[Entries from a pointing dataset]
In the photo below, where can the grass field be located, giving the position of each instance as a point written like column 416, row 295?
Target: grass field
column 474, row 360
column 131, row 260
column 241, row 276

---

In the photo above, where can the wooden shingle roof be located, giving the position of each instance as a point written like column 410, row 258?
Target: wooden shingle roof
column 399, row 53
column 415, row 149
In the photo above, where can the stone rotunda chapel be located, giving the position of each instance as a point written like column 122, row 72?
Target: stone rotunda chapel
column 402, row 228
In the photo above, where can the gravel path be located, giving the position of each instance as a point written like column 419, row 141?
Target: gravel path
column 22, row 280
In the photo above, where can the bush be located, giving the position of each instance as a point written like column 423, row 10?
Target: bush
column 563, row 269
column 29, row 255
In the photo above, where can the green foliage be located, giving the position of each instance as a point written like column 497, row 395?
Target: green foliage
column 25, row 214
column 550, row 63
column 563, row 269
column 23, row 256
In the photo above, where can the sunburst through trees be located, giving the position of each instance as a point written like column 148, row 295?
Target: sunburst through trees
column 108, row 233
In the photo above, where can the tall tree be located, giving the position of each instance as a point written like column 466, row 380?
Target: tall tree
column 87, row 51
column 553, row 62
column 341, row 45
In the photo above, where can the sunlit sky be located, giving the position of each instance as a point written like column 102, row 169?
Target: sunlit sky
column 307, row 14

### Problem to solve
Return the entries from the line with "In the photo above, where can the sunburst" to the line with "column 307, row 14", copying each line exactly, with both end lines included.

### Worked solution
In the photo above, where can the sunburst through trees be located, giving the position of each instance as a point written like column 148, row 295?
Target: sunburst through trees
column 108, row 233
In the photo above, where can the tall tree be located, giving the position of each instance as a point written like column 466, row 380?
Target: tall tree
column 87, row 51
column 553, row 62
column 341, row 45
In the photo above, where can the sunlit sky be located, giving the position of each instance as a point written like column 102, row 169?
Target: sunlit sky
column 307, row 14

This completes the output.